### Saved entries

- - - - - - -

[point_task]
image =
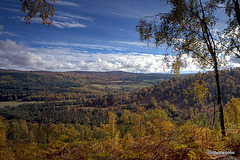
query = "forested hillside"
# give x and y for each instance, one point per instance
(162, 121)
(33, 86)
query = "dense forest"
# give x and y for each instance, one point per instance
(33, 86)
(175, 118)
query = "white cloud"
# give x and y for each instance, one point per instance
(59, 58)
(58, 24)
(5, 32)
(66, 3)
(10, 9)
(83, 45)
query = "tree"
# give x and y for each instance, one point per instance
(188, 29)
(43, 8)
(231, 39)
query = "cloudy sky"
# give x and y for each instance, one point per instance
(86, 35)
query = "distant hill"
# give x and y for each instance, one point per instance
(33, 85)
(173, 90)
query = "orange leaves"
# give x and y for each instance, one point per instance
(199, 91)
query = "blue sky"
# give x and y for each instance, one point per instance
(86, 35)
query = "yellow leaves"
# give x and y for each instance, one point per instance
(233, 111)
(198, 90)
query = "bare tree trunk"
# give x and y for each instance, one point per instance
(219, 98)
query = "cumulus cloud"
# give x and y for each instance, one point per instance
(66, 3)
(60, 58)
(5, 32)
(17, 56)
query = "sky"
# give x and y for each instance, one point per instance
(86, 35)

- - - - - - -

### TASK BRIEF
Edit the entries above by replacing "leaves" with "foliage" and leaving everything else unchanged. Leave the pictures out of your answer.

### THE ANSWER
[point_task]
image =
query = "forested hillside"
# give x and y for each instance, one point per instance
(162, 121)
(33, 86)
query = "dense forest"
# give x and y for each instance, one point per instance
(33, 86)
(175, 118)
query = "white cloud"
# give x and y for each instance, one point per instance
(59, 58)
(58, 24)
(5, 32)
(66, 3)
(10, 9)
(83, 45)
query = "tree"
# give x and y for each instance, one point per instance
(188, 29)
(43, 8)
(231, 39)
query = "cloudy sky"
# give x and y for each instance, one point per instance
(86, 35)
query = "distant hill"
# give x and y for each instance, one point per instance
(33, 85)
(173, 90)
query = "orange foliage"
# give x and y for each instance, one point per instance
(199, 91)
query = "blue sky"
# give x and y for each instance, one point per instance
(86, 35)
query = "yellow foliage"
# give x and y for each instance, one point per instance
(233, 111)
(198, 90)
query = "bare tree trunk"
# give x and y for each instance, one point per instance
(219, 98)
query = "cumulus cloud"
# give x and y for each instance, one point per instance
(66, 3)
(60, 58)
(5, 32)
(17, 56)
query = "sky"
# give x and y for each instance, one point per instance
(86, 35)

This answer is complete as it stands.